▸ What to work on
Identify each line in the material below that contains the string "stem", and copy every such line.

Data items

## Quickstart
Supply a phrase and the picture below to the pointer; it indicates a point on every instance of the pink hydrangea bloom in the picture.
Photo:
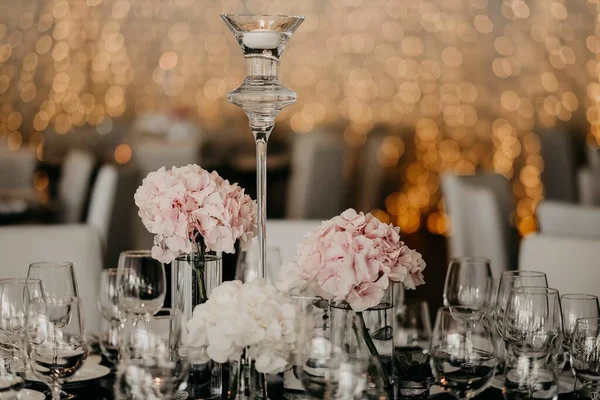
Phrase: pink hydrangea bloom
(179, 204)
(354, 256)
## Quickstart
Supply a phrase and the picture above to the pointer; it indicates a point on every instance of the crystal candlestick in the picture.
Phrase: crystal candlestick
(261, 95)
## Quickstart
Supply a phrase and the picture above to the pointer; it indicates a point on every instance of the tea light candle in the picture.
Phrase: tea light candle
(262, 39)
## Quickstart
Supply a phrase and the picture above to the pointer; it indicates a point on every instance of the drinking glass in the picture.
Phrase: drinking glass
(312, 363)
(58, 279)
(109, 306)
(157, 366)
(56, 333)
(412, 373)
(141, 284)
(247, 265)
(468, 287)
(585, 357)
(15, 296)
(508, 281)
(463, 359)
(574, 307)
(533, 340)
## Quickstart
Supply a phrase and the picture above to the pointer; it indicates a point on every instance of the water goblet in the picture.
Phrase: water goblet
(463, 359)
(141, 284)
(585, 358)
(57, 347)
(533, 340)
(468, 287)
(158, 367)
(575, 306)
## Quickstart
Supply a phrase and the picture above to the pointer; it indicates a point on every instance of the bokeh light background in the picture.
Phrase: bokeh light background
(471, 79)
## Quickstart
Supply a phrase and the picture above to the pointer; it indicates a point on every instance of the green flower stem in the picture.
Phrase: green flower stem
(387, 384)
(198, 264)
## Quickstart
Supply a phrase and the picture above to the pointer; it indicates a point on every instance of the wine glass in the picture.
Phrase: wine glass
(312, 363)
(247, 265)
(468, 287)
(58, 278)
(463, 358)
(574, 307)
(141, 284)
(508, 281)
(109, 306)
(158, 366)
(533, 340)
(585, 357)
(58, 346)
(15, 296)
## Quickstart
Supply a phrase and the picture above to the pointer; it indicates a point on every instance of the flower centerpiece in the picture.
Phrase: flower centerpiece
(352, 260)
(252, 324)
(193, 211)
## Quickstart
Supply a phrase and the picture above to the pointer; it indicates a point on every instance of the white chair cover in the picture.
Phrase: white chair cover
(568, 220)
(74, 184)
(571, 264)
(16, 169)
(479, 207)
(317, 186)
(79, 244)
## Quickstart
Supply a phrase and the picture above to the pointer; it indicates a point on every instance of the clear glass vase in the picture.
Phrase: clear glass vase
(193, 279)
(366, 336)
(262, 39)
(245, 382)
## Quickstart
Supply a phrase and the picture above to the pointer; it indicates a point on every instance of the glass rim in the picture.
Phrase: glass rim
(535, 290)
(20, 281)
(51, 264)
(263, 15)
(580, 296)
(523, 273)
(587, 320)
(471, 259)
(136, 253)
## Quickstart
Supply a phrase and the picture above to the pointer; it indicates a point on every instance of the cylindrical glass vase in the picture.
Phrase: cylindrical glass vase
(194, 278)
(378, 331)
(245, 382)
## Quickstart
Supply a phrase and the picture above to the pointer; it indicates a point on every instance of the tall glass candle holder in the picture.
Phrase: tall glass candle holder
(262, 39)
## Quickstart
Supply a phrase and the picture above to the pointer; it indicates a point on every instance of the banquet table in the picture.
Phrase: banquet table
(102, 389)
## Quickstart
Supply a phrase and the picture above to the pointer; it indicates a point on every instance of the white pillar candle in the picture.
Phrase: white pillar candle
(262, 39)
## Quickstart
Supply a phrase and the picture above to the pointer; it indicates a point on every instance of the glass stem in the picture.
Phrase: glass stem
(261, 198)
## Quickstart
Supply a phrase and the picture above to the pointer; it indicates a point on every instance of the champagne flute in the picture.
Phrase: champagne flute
(575, 306)
(585, 357)
(109, 306)
(463, 358)
(15, 296)
(468, 287)
(141, 284)
(158, 367)
(57, 340)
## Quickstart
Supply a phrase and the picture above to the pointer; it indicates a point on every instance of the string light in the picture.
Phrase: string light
(472, 83)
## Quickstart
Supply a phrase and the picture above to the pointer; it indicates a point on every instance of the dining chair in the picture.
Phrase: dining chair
(479, 207)
(317, 187)
(568, 220)
(16, 169)
(79, 244)
(571, 264)
(74, 184)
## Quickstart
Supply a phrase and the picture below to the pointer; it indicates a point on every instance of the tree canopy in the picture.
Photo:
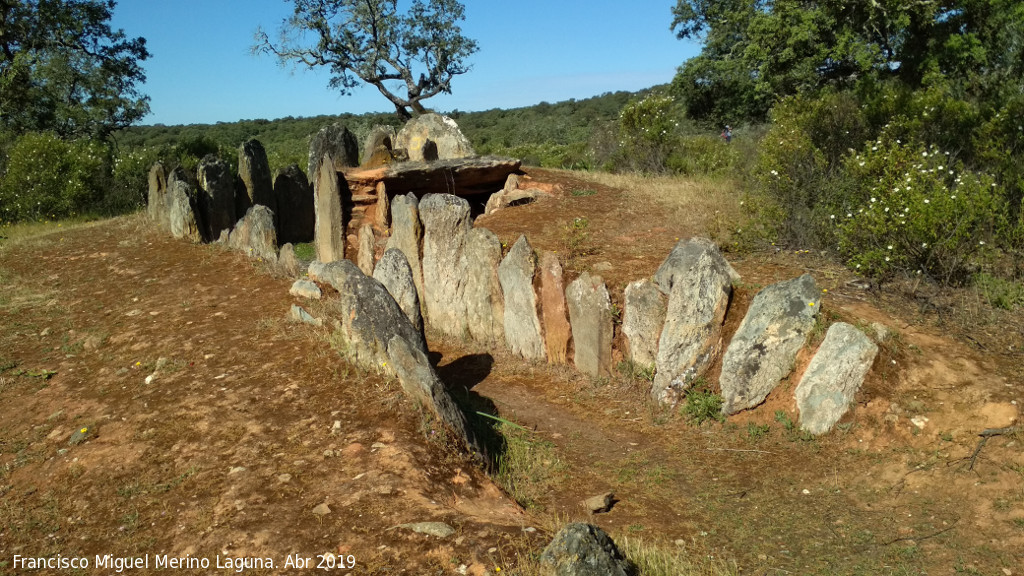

▸ Exercise output
Supply a phrase and the picture above to the pointer; it indicates a point on every instance of the green flower stem in the picture.
Phrase: green flower stem
Supply a phrase and the picture above to the pointer; it indicates a point on every instance of the glass stem in the picture.
Phrase: glass stem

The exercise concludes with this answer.